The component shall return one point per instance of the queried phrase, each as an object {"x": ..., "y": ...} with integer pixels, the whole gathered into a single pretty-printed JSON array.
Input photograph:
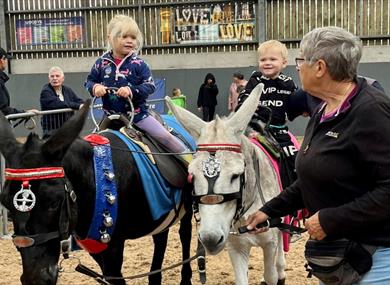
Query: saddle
[{"x": 171, "y": 167}]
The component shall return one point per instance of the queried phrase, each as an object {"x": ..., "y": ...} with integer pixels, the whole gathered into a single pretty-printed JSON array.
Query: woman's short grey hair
[{"x": 340, "y": 49}]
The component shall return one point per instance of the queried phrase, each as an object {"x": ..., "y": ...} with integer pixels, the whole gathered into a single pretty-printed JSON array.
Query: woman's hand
[
  {"x": 314, "y": 228},
  {"x": 254, "y": 219},
  {"x": 99, "y": 90},
  {"x": 125, "y": 92}
]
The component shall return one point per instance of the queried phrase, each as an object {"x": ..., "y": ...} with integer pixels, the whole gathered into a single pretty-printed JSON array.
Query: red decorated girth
[
  {"x": 34, "y": 173},
  {"x": 216, "y": 147}
]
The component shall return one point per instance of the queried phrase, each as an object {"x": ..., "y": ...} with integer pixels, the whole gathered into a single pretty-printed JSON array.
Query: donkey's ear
[
  {"x": 190, "y": 122},
  {"x": 57, "y": 145},
  {"x": 242, "y": 117},
  {"x": 8, "y": 142}
]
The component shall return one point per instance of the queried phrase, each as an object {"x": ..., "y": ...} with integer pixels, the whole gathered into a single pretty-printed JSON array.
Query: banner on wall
[
  {"x": 50, "y": 31},
  {"x": 222, "y": 22}
]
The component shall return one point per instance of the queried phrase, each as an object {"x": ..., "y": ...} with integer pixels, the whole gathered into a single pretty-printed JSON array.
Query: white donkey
[{"x": 233, "y": 178}]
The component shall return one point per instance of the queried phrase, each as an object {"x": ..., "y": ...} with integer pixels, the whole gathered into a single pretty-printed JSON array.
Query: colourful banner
[
  {"x": 50, "y": 31},
  {"x": 222, "y": 22}
]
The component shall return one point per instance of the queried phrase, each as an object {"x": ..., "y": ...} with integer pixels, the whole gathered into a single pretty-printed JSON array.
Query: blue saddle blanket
[{"x": 161, "y": 197}]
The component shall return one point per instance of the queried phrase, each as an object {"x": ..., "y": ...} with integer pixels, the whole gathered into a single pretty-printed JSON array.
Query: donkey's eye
[
  {"x": 54, "y": 205},
  {"x": 234, "y": 177}
]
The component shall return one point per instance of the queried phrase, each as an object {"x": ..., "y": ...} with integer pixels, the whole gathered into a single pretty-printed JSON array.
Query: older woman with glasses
[{"x": 343, "y": 166}]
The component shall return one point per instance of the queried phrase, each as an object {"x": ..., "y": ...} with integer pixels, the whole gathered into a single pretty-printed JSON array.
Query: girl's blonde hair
[
  {"x": 275, "y": 45},
  {"x": 122, "y": 25}
]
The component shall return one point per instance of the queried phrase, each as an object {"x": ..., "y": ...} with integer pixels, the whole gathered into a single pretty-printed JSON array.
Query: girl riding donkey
[{"x": 121, "y": 67}]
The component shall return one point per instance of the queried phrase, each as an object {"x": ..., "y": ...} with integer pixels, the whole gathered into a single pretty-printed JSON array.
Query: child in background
[
  {"x": 178, "y": 99},
  {"x": 121, "y": 67},
  {"x": 275, "y": 103}
]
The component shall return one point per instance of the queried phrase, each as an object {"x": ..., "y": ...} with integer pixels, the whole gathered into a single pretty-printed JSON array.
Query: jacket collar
[{"x": 3, "y": 76}]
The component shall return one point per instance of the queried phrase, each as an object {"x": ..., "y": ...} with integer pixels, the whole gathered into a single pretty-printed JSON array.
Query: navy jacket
[{"x": 133, "y": 72}]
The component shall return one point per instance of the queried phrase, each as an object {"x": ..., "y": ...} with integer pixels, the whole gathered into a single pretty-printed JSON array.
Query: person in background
[
  {"x": 5, "y": 101},
  {"x": 207, "y": 97},
  {"x": 55, "y": 95},
  {"x": 178, "y": 99},
  {"x": 121, "y": 67},
  {"x": 275, "y": 104},
  {"x": 343, "y": 166},
  {"x": 236, "y": 87}
]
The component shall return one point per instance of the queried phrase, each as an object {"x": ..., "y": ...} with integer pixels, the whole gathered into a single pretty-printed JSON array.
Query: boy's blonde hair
[
  {"x": 122, "y": 25},
  {"x": 176, "y": 92},
  {"x": 275, "y": 45}
]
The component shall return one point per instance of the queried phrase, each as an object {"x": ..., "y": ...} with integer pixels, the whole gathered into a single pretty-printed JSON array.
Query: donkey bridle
[
  {"x": 212, "y": 198},
  {"x": 25, "y": 175}
]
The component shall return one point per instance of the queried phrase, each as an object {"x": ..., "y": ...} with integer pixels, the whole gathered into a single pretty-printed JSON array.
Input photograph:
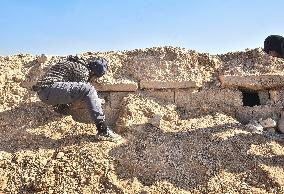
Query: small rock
[
  {"x": 271, "y": 130},
  {"x": 280, "y": 124},
  {"x": 102, "y": 101},
  {"x": 255, "y": 127},
  {"x": 60, "y": 155},
  {"x": 267, "y": 123},
  {"x": 156, "y": 120}
]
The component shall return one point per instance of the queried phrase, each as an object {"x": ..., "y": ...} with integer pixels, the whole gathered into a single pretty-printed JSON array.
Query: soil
[{"x": 162, "y": 151}]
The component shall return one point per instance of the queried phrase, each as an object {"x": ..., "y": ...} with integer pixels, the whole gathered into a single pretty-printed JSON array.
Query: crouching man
[{"x": 67, "y": 82}]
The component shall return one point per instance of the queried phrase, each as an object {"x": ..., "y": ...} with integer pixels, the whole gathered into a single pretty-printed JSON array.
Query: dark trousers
[{"x": 69, "y": 92}]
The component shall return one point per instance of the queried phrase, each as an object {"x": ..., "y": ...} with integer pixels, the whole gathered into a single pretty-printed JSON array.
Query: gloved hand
[{"x": 62, "y": 108}]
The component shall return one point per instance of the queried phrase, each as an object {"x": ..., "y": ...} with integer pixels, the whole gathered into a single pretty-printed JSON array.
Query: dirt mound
[{"x": 165, "y": 149}]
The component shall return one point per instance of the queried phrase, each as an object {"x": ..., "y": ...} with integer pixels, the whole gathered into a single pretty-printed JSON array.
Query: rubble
[{"x": 181, "y": 114}]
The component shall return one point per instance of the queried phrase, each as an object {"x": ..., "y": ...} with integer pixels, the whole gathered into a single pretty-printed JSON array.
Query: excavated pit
[{"x": 182, "y": 114}]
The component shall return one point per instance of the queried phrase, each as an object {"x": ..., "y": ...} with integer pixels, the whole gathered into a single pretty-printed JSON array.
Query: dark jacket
[{"x": 67, "y": 71}]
■ ■ ■
What to work on -> Line by line, write out the entries exactly, and leave the pictures out.

Problem solution ->
The component shall return one point per instance of the queried phrase, each as an object {"x": ..., "y": ...} with integer pixels, the whole gathered into a single pretty-printed JSON array.
Input photograph:
Query: saddle
[{"x": 171, "y": 167}]
The component shall return one point per instance of the queried phrase, each as an object {"x": ..., "y": ...} with integer pixels, the whole gathered into a single pretty-printed JSON array.
Query: woman's short grey hair
[{"x": 340, "y": 49}]
The component shall return one point per instance of the queried phrase, each as an object {"x": ..., "y": ...} with integer pixels, the whole gathered into a single pretty-printed JSON array.
Query: woman's hand
[
  {"x": 314, "y": 228},
  {"x": 254, "y": 219},
  {"x": 99, "y": 90},
  {"x": 125, "y": 92}
]
The component shall return one point per instance of the queried phrase, each as an object {"x": ..., "y": ...} with integer pixels, the whole gathered into a single pretty-printed JSON array.
Query: red decorated girth
[
  {"x": 34, "y": 173},
  {"x": 216, "y": 147}
]
The component shall return one point per instance of the queried phrase, each as an object {"x": ..., "y": ...} with integer pixels, the whole gathered into a single pretty-printed JSON array.
Query: donkey's ear
[
  {"x": 190, "y": 122},
  {"x": 57, "y": 145},
  {"x": 242, "y": 117},
  {"x": 8, "y": 142}
]
The component shall return one point per instance of the queried phrase, each as an object {"x": ..., "y": ...} with integer pixels, the whole gathered into a single pretty-printed JSON array.
Query: banner on wall
[
  {"x": 50, "y": 31},
  {"x": 222, "y": 22}
]
The component shall return one point per instance of the queried phrase, each as an object {"x": ..., "y": ...} with integer pixels, the whole gathered into a single pretty-printed JSON array.
Query: white donkey
[{"x": 233, "y": 178}]
The component shall return one point per instance of the queried phrase, each as an object {"x": ..., "y": ...} with integer pixels, the whole gathered into a single pretty-printed JSON array.
Query: colourful banner
[
  {"x": 50, "y": 31},
  {"x": 222, "y": 22}
]
The component shall return one point per instance of the queried phrase, each as an object {"x": ..., "y": ...} with integer pixels, the whole gathered into a single pretty-printed JSON array.
Query: blue saddle blanket
[{"x": 161, "y": 197}]
The component shall return one point per instance of the queried phrase, each as an object {"x": ..., "y": ...} with integer pixels, the whole gathered into a single pretty-printed JSON array.
Query: donkey's eye
[
  {"x": 54, "y": 205},
  {"x": 234, "y": 177}
]
The component shall return one point per instance of the queried phrase, each as an object {"x": ..., "y": ...} with integer pixels, the whole gathered into a single pretty-printed JSON array.
Query: older woman with glasses
[{"x": 343, "y": 166}]
The component shall return one point per instance of the queried phrase, each as an object {"x": ..., "y": ...} with integer pixels, the whole gathered into a single pretty-printed JSON array.
Query: girl's blonde hair
[
  {"x": 275, "y": 45},
  {"x": 122, "y": 25}
]
The component shall return one point per instance of the queried phrase, each as an object {"x": ..., "y": ...} with integer pixels, the whole gathered into a single pretty-printed JSON array.
Query: girl riding donkey
[{"x": 121, "y": 67}]
The component shall return one point per instance of the queried phrase, each as an object {"x": ..., "y": ...} with integer pixels, the whole gathered into a single pretty-printed JSON array.
Query: child in background
[
  {"x": 178, "y": 99},
  {"x": 121, "y": 67},
  {"x": 275, "y": 103}
]
The component shall return one point per instance of the queried phrase, each as an object {"x": ..., "y": ...} with integer pixels, the whole gathered into a single pretty-printed JSON array.
Query: jacket collar
[{"x": 3, "y": 76}]
The component shall return one point per instance of the queried phrase, each as an object {"x": ..., "y": ...} with integer pixels, the whole gathered into a single pretty-printed JSON array.
Query: navy jacket
[{"x": 133, "y": 72}]
The component shall return one point per instance of the queried phrase, each as an object {"x": ..., "y": ...} with integer pixels, the whole gathered into a single pretty-printed JSON array.
Query: person in background
[
  {"x": 5, "y": 101},
  {"x": 207, "y": 97},
  {"x": 55, "y": 95},
  {"x": 178, "y": 99},
  {"x": 121, "y": 67},
  {"x": 275, "y": 104},
  {"x": 343, "y": 166},
  {"x": 236, "y": 87}
]
The component shall return one point per instance of the queried phrase, each as an object {"x": ..., "y": ...} with integer pixels, the whole gathered into a single pretty-printed JSON array.
Query: boy's blonde hair
[
  {"x": 122, "y": 25},
  {"x": 176, "y": 92},
  {"x": 275, "y": 45}
]
The component shall return one point per instance of the queried phrase, each as an object {"x": ..., "y": ...} with integer pixels, the whole gathered into a single pretty-printed JSON array.
Query: donkey bridle
[
  {"x": 212, "y": 198},
  {"x": 25, "y": 175}
]
The component shall return one point per instance of the queried phrase, each as an object {"x": ..., "y": ...} with integer pixels, the whole gathered into a single pretty-printed JSON array.
Input photograph:
Query: small rock
[
  {"x": 271, "y": 130},
  {"x": 280, "y": 124},
  {"x": 102, "y": 101},
  {"x": 255, "y": 127},
  {"x": 60, "y": 155},
  {"x": 267, "y": 123},
  {"x": 156, "y": 120}
]
The component shall return one point per instance of the queried phrase, each as an object {"x": ..., "y": ...} with integer pixels, the whole gathered into a single pretty-printed JSON array.
Query: soil
[{"x": 162, "y": 151}]
The component shall return one point per instance of the queried phrase, each as an object {"x": ..., "y": ...} with integer pixels, the whole gathered into a single pretty-printed JSON array.
Query: crouching man
[{"x": 67, "y": 82}]
The component shall return one point per instance of the queried phrase, each as an object {"x": ..., "y": ...} with integer pixels, the whole gathered into a single pretty-printed JSON array.
Query: dark trousers
[{"x": 69, "y": 92}]
The component shall return one point per instance of the queried phrase, each as an object {"x": ..., "y": ...} with integer pixels, the whole gathered into a single pretty-printed JSON array.
Query: gloved hand
[{"x": 62, "y": 108}]
The component shall return one point per instance of the queried phrase, each as an object {"x": ..., "y": ...} with integer pixels, the whole gathered into a single pretty-printed JSON array.
Query: dirt mound
[{"x": 165, "y": 149}]
The component shall return one point per instance of the queried phrase, each as an object {"x": ..., "y": ...} with integer pixels, the whole gathered into a single pretty-printed JSON array.
Query: rubble
[{"x": 181, "y": 114}]
The component shall return one point per instance of the queried phrase, each as an object {"x": ..., "y": ...} with integer pixels, the whole gathered into a single pretty-printed JSON array.
Query: excavated pit
[{"x": 182, "y": 114}]
The component shall return one point per instance of the queried phrase, each as an object {"x": ..., "y": ...} with integer pixels, the whole gathered into a single pretty-printed JSON array.
Query: dark jacket
[{"x": 67, "y": 71}]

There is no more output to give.